▶ _Отрывок для чтения_
Мы радовались за Романчука и его хлопцев. Получить благодарность от нашего командира было делом нелегким. Скуп он был на похвалу.
Как потом выяснилось, через час после нашего отхода на помощь воеводе прибыли каратели из Лунинца и Пинска. Как обычно, они начали с окружения поезда и беспорядочной стрельбы. Всем пассажирам пришлось лечь на пол. Некоторые были ранены. Затем бравые вояки с криком «Виват!» перешли в атаку и взяли в «плен» своего незадачливого воеводу, охрану и пассажиров.
А пущенный нами в сторону Лунинца паровоз благополучно прибыл на станцию с гордо реющим красным флагом. Поднялась паника. Станционные служащие разбежались. Карательней отряд, окружив «красный паровоз», буквально изрешетил его пулями. Как раз в это время мы спокойно обрабатывали поезд воеводы в 12 километрах от Лунинца.

▶ _Ваша задача_
Ответьте на вопросы по отрывку выше, каждый ответ с новой строки под тем же номером.
1. Каким был командир в том, что касается похвалы?
2. Из каких городов прибыли каратели на помощь воеводе?
3. В скольких километрах от Лунинца находился поезд воеводы, когда каратели обстреливали «красный паровоз»?

(Метки точек объектов)
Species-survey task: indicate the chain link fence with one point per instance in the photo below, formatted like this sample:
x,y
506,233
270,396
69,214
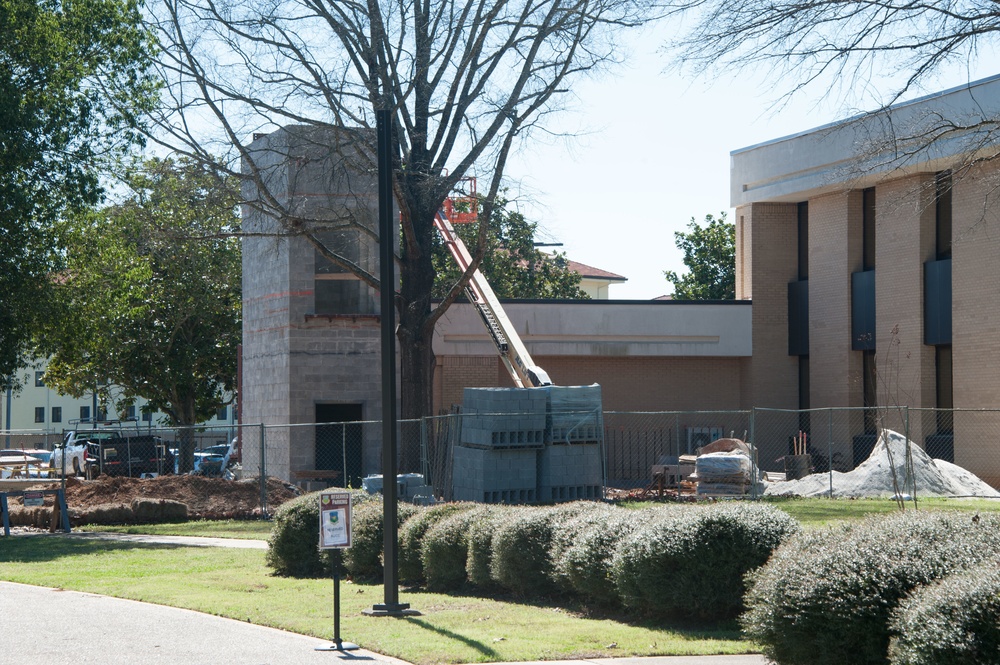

▶ _Решение задачи_
1. Командир был скуп на похвалу.
2. Из Лунинца и Пинска.
3. В 12 километрах.